• **Task to carry out**
Filter the rows below down to every line containing the string "caddie" and copy those lines out.

Detection annotation records:
· · ·

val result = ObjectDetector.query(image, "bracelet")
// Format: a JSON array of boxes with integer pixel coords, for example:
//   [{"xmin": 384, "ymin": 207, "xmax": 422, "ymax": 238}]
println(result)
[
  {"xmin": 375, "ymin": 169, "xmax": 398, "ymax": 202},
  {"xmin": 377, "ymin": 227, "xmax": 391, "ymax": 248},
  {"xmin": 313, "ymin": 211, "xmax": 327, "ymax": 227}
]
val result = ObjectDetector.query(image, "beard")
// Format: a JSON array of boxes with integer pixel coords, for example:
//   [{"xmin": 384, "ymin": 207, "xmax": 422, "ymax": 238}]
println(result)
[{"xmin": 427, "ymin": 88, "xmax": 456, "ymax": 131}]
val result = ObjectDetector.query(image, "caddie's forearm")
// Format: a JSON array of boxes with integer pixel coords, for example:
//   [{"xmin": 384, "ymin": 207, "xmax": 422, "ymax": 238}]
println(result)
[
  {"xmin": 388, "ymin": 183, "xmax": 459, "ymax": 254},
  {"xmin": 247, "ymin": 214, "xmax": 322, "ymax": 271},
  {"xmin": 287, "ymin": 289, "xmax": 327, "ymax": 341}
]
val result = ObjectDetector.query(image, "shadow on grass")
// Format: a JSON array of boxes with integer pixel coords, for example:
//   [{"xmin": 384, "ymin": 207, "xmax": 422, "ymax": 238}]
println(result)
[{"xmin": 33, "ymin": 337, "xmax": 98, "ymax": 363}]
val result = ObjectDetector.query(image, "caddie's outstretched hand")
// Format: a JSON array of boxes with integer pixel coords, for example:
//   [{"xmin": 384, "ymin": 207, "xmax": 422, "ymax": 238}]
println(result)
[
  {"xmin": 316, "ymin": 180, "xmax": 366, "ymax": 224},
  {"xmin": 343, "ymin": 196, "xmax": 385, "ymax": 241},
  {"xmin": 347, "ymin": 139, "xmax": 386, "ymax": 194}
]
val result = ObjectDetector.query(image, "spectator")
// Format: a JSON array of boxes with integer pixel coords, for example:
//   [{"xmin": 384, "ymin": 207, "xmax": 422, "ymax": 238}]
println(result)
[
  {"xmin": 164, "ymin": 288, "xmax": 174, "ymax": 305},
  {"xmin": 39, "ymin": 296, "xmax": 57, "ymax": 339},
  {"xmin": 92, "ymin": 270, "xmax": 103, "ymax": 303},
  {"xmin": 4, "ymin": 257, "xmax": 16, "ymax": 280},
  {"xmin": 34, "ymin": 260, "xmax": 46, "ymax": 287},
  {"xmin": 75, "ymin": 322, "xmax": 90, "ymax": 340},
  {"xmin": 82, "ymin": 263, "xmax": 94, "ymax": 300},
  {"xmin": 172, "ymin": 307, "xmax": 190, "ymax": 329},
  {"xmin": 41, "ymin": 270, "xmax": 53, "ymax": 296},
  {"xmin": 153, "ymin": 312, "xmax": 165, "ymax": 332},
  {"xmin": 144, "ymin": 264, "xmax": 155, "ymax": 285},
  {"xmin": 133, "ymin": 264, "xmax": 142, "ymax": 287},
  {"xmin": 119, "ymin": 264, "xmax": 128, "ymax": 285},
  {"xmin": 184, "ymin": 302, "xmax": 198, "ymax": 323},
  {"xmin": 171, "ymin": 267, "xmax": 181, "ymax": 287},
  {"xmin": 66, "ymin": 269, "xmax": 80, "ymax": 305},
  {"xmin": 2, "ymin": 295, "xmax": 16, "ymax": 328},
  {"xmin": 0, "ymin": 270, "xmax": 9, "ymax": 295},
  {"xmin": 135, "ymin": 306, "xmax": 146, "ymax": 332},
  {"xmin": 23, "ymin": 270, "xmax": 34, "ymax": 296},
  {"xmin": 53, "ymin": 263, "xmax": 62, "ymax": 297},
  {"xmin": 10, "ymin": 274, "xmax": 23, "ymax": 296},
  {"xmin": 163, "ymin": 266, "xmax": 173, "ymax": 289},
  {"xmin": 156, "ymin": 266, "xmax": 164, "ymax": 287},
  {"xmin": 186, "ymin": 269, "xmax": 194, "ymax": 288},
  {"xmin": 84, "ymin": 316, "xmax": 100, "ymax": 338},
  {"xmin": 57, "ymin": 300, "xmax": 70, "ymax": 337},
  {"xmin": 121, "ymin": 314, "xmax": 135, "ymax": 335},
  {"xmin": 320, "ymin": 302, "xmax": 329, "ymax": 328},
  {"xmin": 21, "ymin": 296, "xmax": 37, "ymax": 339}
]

· · ·

• **Answer to this task**
val result = ObjectDetector.query(image, "caddie's forearm")
val result = ObjectDetector.query(image, "caddie's outstretched hand")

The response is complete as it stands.